> HOW TO COMPLETE THIS TASK: Your answer must be a single number: how many lines in the records below contain the word "muddy".

Natural language region descriptions
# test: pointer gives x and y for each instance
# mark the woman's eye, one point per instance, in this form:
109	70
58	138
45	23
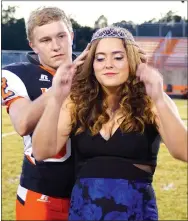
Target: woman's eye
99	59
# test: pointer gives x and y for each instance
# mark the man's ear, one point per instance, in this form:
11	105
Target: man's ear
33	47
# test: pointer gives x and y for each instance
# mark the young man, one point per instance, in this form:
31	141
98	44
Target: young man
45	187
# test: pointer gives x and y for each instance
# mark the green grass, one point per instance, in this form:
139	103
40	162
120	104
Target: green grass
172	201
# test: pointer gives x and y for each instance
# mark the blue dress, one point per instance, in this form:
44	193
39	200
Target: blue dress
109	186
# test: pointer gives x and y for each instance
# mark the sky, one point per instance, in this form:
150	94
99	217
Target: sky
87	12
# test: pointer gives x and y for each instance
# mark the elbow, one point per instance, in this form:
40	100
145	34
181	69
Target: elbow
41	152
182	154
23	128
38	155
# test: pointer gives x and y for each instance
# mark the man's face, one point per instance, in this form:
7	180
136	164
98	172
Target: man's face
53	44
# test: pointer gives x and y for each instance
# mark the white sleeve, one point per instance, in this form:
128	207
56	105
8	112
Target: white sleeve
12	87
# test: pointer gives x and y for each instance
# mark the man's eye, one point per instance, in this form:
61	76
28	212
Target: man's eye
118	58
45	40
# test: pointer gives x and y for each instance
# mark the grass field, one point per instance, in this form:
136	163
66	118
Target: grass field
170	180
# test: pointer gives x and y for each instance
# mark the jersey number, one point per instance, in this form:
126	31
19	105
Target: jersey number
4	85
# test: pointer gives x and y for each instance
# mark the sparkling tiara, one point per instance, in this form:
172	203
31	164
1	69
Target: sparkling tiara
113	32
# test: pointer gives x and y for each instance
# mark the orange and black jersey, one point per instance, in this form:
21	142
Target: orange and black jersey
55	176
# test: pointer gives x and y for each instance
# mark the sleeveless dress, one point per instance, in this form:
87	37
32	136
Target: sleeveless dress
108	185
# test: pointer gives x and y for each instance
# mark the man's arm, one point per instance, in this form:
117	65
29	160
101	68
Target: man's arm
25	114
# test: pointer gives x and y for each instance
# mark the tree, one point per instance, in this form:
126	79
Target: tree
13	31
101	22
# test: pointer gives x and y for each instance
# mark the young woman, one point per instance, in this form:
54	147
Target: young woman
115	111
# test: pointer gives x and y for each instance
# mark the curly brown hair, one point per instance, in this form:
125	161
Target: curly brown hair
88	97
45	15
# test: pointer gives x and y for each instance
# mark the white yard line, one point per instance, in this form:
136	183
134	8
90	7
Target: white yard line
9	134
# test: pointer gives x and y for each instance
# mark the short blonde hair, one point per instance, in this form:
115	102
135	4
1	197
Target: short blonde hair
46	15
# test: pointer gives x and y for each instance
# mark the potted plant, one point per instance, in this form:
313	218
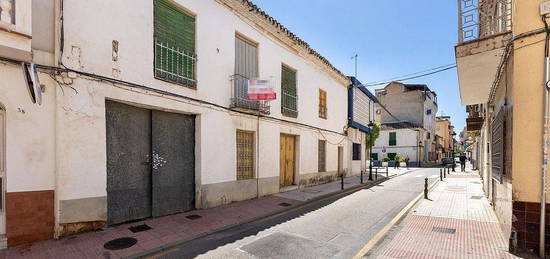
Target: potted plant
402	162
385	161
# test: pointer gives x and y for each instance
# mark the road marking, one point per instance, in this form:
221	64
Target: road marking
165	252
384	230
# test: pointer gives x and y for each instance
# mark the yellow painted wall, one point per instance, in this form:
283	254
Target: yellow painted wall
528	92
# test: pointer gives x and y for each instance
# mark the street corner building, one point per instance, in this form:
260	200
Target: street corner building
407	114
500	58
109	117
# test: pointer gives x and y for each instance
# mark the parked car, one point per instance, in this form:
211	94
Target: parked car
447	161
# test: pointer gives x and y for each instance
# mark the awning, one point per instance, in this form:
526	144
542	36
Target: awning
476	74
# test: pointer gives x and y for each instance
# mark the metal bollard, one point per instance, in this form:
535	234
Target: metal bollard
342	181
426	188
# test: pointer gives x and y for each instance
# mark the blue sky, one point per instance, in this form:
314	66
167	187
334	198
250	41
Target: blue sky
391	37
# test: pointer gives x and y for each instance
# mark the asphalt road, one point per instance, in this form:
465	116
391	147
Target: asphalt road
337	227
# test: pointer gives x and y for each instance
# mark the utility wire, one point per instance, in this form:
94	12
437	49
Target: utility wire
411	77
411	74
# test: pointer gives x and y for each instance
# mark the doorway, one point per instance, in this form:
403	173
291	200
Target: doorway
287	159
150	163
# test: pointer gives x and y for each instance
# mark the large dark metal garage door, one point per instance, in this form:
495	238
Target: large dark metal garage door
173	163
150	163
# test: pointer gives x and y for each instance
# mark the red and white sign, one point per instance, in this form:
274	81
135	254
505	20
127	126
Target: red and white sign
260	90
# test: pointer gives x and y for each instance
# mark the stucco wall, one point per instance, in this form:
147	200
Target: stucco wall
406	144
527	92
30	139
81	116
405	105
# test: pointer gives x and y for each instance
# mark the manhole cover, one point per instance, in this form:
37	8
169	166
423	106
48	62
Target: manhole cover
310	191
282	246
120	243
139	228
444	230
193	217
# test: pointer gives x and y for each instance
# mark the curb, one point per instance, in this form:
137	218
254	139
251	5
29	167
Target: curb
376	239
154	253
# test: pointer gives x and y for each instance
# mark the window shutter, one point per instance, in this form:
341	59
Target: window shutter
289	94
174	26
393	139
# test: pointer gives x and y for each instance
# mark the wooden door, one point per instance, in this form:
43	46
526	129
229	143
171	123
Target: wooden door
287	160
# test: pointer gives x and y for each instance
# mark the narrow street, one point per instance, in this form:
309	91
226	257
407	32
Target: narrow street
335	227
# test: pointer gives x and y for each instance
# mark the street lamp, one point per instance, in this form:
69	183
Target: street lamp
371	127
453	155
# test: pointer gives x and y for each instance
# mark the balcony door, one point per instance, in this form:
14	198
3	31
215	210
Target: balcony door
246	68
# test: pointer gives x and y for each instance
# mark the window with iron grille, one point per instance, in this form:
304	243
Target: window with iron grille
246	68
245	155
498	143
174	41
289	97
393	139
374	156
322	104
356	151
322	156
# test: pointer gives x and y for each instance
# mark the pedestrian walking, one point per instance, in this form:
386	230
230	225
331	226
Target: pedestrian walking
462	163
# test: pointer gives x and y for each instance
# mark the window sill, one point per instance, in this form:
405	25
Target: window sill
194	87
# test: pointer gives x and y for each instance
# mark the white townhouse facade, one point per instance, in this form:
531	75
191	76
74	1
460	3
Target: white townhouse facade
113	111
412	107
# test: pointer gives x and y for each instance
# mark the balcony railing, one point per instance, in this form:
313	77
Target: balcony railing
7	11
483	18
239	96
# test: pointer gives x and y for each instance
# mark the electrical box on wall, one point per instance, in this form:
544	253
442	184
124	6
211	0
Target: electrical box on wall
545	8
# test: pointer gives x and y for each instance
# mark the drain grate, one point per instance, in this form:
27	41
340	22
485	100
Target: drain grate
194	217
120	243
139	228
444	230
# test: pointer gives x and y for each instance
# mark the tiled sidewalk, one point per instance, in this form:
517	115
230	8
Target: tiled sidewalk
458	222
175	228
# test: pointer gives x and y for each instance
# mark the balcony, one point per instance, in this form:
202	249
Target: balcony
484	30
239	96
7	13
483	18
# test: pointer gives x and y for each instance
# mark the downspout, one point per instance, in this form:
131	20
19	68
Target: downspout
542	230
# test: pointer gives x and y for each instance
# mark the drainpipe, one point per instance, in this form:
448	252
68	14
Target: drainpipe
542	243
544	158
---
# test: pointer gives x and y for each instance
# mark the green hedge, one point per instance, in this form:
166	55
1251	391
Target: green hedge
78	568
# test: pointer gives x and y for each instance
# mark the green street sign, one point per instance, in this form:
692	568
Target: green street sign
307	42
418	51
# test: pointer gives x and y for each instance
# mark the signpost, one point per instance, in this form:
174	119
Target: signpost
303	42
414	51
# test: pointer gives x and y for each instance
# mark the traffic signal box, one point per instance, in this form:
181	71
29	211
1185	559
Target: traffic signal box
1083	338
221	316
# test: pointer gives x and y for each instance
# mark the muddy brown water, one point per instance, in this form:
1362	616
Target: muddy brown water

> SOLUTION FOR THIS EXERCISE: 2